Pick out each line of the listing below that contains the string "hand", treating uppercase and lowercase letters as distinct, and copy those lines.
------ Stored data ------
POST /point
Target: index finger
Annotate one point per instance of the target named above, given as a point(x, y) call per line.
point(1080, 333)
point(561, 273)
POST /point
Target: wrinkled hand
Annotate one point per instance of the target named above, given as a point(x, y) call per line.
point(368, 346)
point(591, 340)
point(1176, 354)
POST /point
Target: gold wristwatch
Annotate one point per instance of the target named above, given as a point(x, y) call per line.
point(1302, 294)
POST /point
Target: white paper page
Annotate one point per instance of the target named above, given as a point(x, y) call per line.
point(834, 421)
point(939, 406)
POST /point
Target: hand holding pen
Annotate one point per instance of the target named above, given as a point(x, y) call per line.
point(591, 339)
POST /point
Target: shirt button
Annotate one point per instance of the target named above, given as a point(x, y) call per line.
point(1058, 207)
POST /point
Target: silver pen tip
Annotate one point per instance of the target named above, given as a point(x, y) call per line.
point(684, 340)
------
------ Stored data ------
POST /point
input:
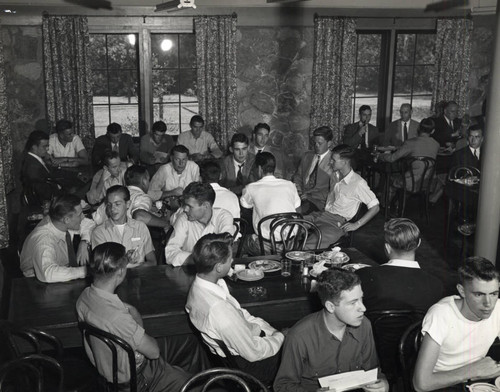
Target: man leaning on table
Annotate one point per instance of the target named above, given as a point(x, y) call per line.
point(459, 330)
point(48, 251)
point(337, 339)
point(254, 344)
------
▶ Answer
Target: wrinkled hand
Target: hand holding pen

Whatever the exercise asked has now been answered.